**WHAT YOU NEED TO DO:** Print them exactly: the lines from the beginning of the entries below through the line that contains "night sky, one per instance", and only those, with the pictures left out.

[Saved entries]
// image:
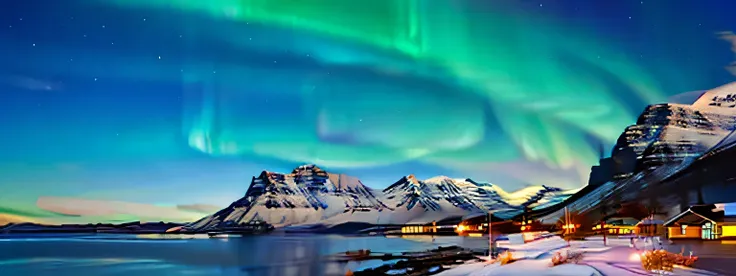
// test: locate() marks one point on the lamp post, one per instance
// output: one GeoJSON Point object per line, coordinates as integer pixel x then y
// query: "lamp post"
{"type": "Point", "coordinates": [490, 234]}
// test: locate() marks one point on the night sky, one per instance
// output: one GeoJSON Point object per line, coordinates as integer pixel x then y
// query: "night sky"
{"type": "Point", "coordinates": [118, 110]}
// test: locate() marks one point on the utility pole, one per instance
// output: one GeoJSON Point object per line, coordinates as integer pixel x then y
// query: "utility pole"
{"type": "Point", "coordinates": [490, 236]}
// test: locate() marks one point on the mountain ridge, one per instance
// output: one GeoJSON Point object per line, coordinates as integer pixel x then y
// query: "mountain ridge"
{"type": "Point", "coordinates": [310, 195]}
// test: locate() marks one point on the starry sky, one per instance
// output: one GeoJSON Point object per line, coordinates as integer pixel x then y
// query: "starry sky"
{"type": "Point", "coordinates": [116, 110]}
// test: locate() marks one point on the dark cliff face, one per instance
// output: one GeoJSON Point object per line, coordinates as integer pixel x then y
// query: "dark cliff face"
{"type": "Point", "coordinates": [667, 134]}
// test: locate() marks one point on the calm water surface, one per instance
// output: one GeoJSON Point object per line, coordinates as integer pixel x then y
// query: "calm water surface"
{"type": "Point", "coordinates": [256, 255]}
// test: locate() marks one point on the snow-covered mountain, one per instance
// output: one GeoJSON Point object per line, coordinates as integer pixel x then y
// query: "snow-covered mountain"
{"type": "Point", "coordinates": [309, 195]}
{"type": "Point", "coordinates": [670, 133]}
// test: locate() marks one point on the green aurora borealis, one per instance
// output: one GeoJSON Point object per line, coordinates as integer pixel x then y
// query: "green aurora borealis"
{"type": "Point", "coordinates": [511, 92]}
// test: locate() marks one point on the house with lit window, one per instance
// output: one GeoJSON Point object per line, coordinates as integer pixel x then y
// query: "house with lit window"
{"type": "Point", "coordinates": [617, 226]}
{"type": "Point", "coordinates": [707, 222]}
{"type": "Point", "coordinates": [652, 225]}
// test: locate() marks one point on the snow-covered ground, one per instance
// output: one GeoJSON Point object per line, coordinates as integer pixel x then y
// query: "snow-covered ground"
{"type": "Point", "coordinates": [536, 259]}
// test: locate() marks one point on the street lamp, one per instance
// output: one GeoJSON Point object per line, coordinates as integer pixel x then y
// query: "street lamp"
{"type": "Point", "coordinates": [490, 234]}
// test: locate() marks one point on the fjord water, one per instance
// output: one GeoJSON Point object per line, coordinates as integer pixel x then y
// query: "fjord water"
{"type": "Point", "coordinates": [142, 256]}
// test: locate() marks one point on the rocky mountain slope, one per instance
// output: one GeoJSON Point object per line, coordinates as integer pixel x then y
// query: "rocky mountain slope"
{"type": "Point", "coordinates": [310, 195]}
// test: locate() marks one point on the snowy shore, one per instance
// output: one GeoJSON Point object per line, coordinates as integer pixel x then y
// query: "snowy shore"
{"type": "Point", "coordinates": [535, 258]}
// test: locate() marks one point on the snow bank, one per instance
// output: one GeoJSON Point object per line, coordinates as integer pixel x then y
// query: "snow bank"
{"type": "Point", "coordinates": [597, 260]}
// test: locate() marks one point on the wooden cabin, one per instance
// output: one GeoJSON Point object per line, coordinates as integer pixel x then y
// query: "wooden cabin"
{"type": "Point", "coordinates": [617, 226]}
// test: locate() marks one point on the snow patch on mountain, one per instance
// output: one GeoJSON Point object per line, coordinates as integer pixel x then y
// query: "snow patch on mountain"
{"type": "Point", "coordinates": [309, 195]}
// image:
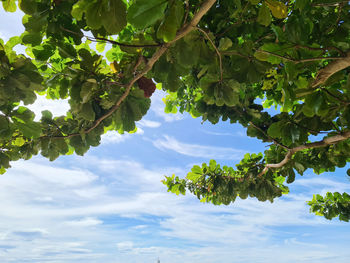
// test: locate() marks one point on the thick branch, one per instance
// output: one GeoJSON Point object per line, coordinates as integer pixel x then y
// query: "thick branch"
{"type": "Point", "coordinates": [187, 28]}
{"type": "Point", "coordinates": [216, 50]}
{"type": "Point", "coordinates": [331, 69]}
{"type": "Point", "coordinates": [326, 141]}
{"type": "Point", "coordinates": [301, 60]}
{"type": "Point", "coordinates": [331, 4]}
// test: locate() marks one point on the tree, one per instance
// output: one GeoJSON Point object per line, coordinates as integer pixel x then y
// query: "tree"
{"type": "Point", "coordinates": [217, 59]}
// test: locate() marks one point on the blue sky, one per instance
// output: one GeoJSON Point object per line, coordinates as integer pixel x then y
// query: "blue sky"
{"type": "Point", "coordinates": [110, 206]}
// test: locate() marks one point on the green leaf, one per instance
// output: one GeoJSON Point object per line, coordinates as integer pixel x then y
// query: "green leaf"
{"type": "Point", "coordinates": [87, 89]}
{"type": "Point", "coordinates": [29, 129]}
{"type": "Point", "coordinates": [9, 5]}
{"type": "Point", "coordinates": [274, 130]}
{"type": "Point", "coordinates": [31, 38]}
{"type": "Point", "coordinates": [278, 9]}
{"type": "Point", "coordinates": [172, 22]}
{"type": "Point", "coordinates": [264, 16]}
{"type": "Point", "coordinates": [113, 16]}
{"type": "Point", "coordinates": [87, 112]}
{"type": "Point", "coordinates": [28, 6]}
{"type": "Point", "coordinates": [224, 44]}
{"type": "Point", "coordinates": [143, 13]}
{"type": "Point", "coordinates": [300, 4]}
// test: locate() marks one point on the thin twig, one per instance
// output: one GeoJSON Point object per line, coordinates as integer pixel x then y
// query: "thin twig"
{"type": "Point", "coordinates": [335, 97]}
{"type": "Point", "coordinates": [299, 60]}
{"type": "Point", "coordinates": [187, 11]}
{"type": "Point", "coordinates": [102, 39]}
{"type": "Point", "coordinates": [330, 4]}
{"type": "Point", "coordinates": [216, 50]}
{"type": "Point", "coordinates": [325, 142]}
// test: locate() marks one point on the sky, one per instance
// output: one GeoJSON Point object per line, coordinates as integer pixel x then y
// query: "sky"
{"type": "Point", "coordinates": [110, 205]}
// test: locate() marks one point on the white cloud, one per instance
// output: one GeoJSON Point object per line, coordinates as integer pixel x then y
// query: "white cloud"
{"type": "Point", "coordinates": [85, 222]}
{"type": "Point", "coordinates": [115, 137]}
{"type": "Point", "coordinates": [196, 150]}
{"type": "Point", "coordinates": [56, 107]}
{"type": "Point", "coordinates": [149, 123]}
{"type": "Point", "coordinates": [158, 106]}
{"type": "Point", "coordinates": [322, 184]}
{"type": "Point", "coordinates": [64, 224]}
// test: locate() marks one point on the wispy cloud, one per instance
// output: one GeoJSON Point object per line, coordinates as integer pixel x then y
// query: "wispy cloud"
{"type": "Point", "coordinates": [196, 150]}
{"type": "Point", "coordinates": [158, 106]}
{"type": "Point", "coordinates": [115, 137]}
{"type": "Point", "coordinates": [51, 207]}
{"type": "Point", "coordinates": [56, 107]}
{"type": "Point", "coordinates": [149, 123]}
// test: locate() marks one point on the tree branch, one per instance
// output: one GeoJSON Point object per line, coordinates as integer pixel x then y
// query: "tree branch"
{"type": "Point", "coordinates": [216, 49]}
{"type": "Point", "coordinates": [300, 60]}
{"type": "Point", "coordinates": [270, 138]}
{"type": "Point", "coordinates": [325, 142]}
{"type": "Point", "coordinates": [331, 4]}
{"type": "Point", "coordinates": [186, 29]}
{"type": "Point", "coordinates": [96, 39]}
{"type": "Point", "coordinates": [330, 69]}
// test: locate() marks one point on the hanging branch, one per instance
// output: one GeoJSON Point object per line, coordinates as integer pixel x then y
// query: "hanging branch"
{"type": "Point", "coordinates": [300, 60]}
{"type": "Point", "coordinates": [325, 142]}
{"type": "Point", "coordinates": [216, 50]}
{"type": "Point", "coordinates": [187, 28]}
{"type": "Point", "coordinates": [269, 137]}
{"type": "Point", "coordinates": [102, 39]}
{"type": "Point", "coordinates": [331, 69]}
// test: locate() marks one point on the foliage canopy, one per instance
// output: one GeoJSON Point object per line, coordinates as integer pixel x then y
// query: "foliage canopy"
{"type": "Point", "coordinates": [217, 59]}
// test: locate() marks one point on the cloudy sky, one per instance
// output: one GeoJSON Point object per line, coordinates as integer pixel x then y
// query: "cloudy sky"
{"type": "Point", "coordinates": [110, 206]}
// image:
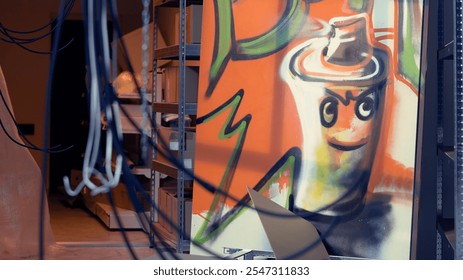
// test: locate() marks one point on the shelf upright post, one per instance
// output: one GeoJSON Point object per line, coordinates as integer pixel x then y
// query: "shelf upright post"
{"type": "Point", "coordinates": [154, 173]}
{"type": "Point", "coordinates": [458, 68]}
{"type": "Point", "coordinates": [181, 126]}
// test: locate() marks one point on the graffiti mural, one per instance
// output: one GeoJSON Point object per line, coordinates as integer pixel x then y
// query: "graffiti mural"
{"type": "Point", "coordinates": [314, 105]}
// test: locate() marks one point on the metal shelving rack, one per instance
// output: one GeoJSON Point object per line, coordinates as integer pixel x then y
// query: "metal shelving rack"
{"type": "Point", "coordinates": [450, 129]}
{"type": "Point", "coordinates": [181, 53]}
{"type": "Point", "coordinates": [458, 64]}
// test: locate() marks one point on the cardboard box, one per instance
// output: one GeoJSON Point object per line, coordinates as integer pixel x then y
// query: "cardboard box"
{"type": "Point", "coordinates": [168, 203]}
{"type": "Point", "coordinates": [169, 135]}
{"type": "Point", "coordinates": [169, 24]}
{"type": "Point", "coordinates": [170, 78]}
{"type": "Point", "coordinates": [135, 113]}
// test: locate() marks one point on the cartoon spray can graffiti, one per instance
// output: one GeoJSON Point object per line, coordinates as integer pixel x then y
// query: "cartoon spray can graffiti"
{"type": "Point", "coordinates": [339, 85]}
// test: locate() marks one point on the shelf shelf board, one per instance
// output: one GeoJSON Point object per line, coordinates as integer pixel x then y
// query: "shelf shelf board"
{"type": "Point", "coordinates": [139, 170]}
{"type": "Point", "coordinates": [133, 96]}
{"type": "Point", "coordinates": [172, 52]}
{"type": "Point", "coordinates": [165, 107]}
{"type": "Point", "coordinates": [170, 238]}
{"type": "Point", "coordinates": [175, 3]}
{"type": "Point", "coordinates": [165, 168]}
{"type": "Point", "coordinates": [447, 51]}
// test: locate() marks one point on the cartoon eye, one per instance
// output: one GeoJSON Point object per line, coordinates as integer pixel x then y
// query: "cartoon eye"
{"type": "Point", "coordinates": [329, 111]}
{"type": "Point", "coordinates": [365, 107]}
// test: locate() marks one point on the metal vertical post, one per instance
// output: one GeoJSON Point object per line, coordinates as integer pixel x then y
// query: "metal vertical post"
{"type": "Point", "coordinates": [458, 64]}
{"type": "Point", "coordinates": [154, 173]}
{"type": "Point", "coordinates": [181, 125]}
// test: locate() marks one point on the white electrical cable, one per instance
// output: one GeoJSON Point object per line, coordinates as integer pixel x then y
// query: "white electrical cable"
{"type": "Point", "coordinates": [110, 179]}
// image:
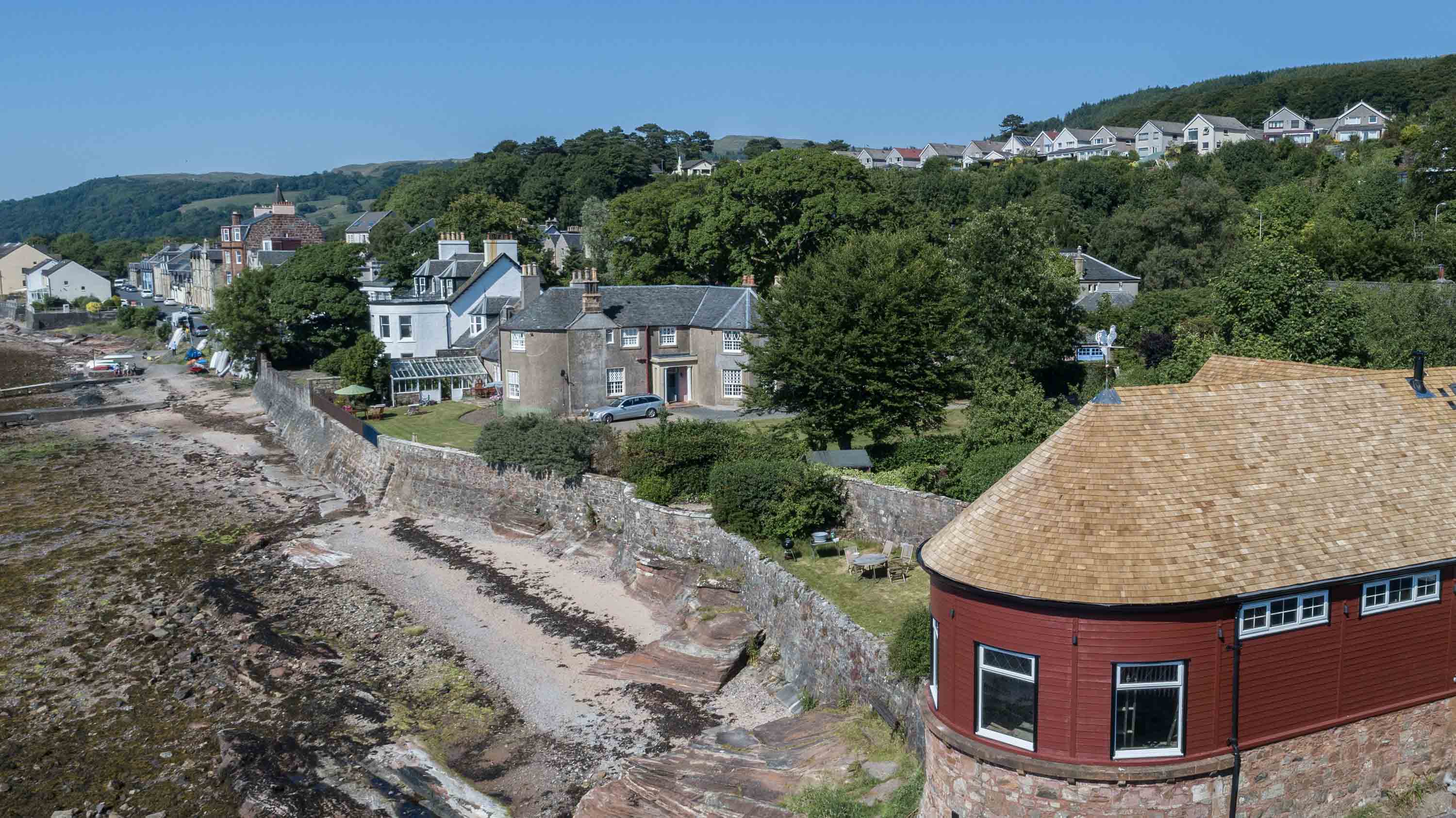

**SOLUTION FOR THIS TASK:**
// image:
// test: locate() marks one point on the lamp post, one per instance
// output: one GeoJSON Point object per line, coordinates as integer pixel x then y
// query: "lamp post"
{"type": "Point", "coordinates": [490, 234]}
// test: locate() marks one point on the night sky, one per instance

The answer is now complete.